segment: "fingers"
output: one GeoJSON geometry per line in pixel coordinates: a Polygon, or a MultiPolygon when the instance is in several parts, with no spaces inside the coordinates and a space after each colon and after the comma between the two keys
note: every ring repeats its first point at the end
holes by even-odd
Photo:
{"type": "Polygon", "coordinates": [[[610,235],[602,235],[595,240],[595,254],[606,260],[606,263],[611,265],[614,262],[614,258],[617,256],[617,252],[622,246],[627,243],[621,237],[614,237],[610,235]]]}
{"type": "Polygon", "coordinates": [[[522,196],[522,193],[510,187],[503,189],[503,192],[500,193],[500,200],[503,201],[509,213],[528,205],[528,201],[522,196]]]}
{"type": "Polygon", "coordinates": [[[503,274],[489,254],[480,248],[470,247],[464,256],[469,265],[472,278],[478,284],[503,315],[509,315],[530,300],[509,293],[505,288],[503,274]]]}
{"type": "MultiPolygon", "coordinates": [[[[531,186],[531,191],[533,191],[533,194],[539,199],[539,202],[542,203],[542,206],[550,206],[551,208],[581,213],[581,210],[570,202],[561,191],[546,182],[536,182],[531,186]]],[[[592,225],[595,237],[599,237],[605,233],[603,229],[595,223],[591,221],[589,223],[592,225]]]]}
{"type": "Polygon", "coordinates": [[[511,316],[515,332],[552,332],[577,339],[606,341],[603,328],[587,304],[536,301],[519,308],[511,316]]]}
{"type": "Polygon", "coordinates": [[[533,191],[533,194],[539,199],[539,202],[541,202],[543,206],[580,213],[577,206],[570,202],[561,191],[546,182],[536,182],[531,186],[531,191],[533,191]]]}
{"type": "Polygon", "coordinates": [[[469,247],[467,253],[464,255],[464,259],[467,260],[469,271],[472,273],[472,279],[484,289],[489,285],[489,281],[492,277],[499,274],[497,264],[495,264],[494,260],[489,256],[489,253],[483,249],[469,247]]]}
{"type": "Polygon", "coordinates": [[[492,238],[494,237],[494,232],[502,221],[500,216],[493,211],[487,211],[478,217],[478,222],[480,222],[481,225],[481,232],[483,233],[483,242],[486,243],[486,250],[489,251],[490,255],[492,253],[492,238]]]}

§ **YOUR ASSIGNMENT**: Copy out the whole listing above, leaving each line exactly as it stands.

§ **ANSWER BOX**:
segment: "fingers"
output: one GeoJSON geometry per line in pixel coordinates: a Polygon, or a MultiPolygon when the instance is in several parts, with no spaces inside the coordinates and a space after each colon and after the comma between the two keys
note: every ring repeats its first point at the end
holes by even-odd
Photo:
{"type": "Polygon", "coordinates": [[[610,235],[602,235],[595,240],[595,254],[606,260],[606,263],[611,265],[614,262],[614,258],[617,256],[617,252],[622,246],[627,243],[621,237],[614,237],[610,235]]]}
{"type": "Polygon", "coordinates": [[[522,196],[522,193],[510,187],[503,189],[503,192],[500,193],[500,200],[503,201],[509,213],[528,205],[528,201],[522,196]]]}
{"type": "Polygon", "coordinates": [[[503,274],[489,254],[480,248],[470,247],[464,256],[469,265],[472,278],[478,284],[503,315],[509,315],[530,300],[509,293],[505,288],[503,274]]]}
{"type": "MultiPolygon", "coordinates": [[[[531,186],[531,191],[533,191],[533,194],[539,199],[539,202],[542,203],[542,206],[550,206],[551,208],[581,213],[581,210],[570,202],[561,191],[546,182],[536,182],[531,186]]],[[[592,225],[595,237],[599,237],[605,233],[603,229],[595,223],[591,221],[589,223],[592,225]]]]}
{"type": "Polygon", "coordinates": [[[511,316],[515,332],[552,332],[577,339],[606,341],[603,328],[587,304],[536,301],[519,308],[511,316]]]}
{"type": "Polygon", "coordinates": [[[533,191],[533,194],[539,199],[539,202],[541,202],[543,206],[580,213],[577,206],[570,202],[561,191],[546,182],[536,182],[531,186],[531,191],[533,191]]]}
{"type": "Polygon", "coordinates": [[[469,247],[467,253],[464,255],[464,259],[467,260],[469,271],[472,273],[472,279],[484,289],[489,285],[489,281],[492,277],[499,274],[497,264],[495,264],[494,260],[489,256],[489,253],[483,249],[469,247]]]}
{"type": "Polygon", "coordinates": [[[492,238],[494,237],[494,232],[502,221],[500,216],[493,211],[487,211],[478,217],[478,222],[480,222],[481,225],[481,232],[483,233],[483,242],[486,243],[486,250],[489,251],[490,255],[492,253],[492,238]]]}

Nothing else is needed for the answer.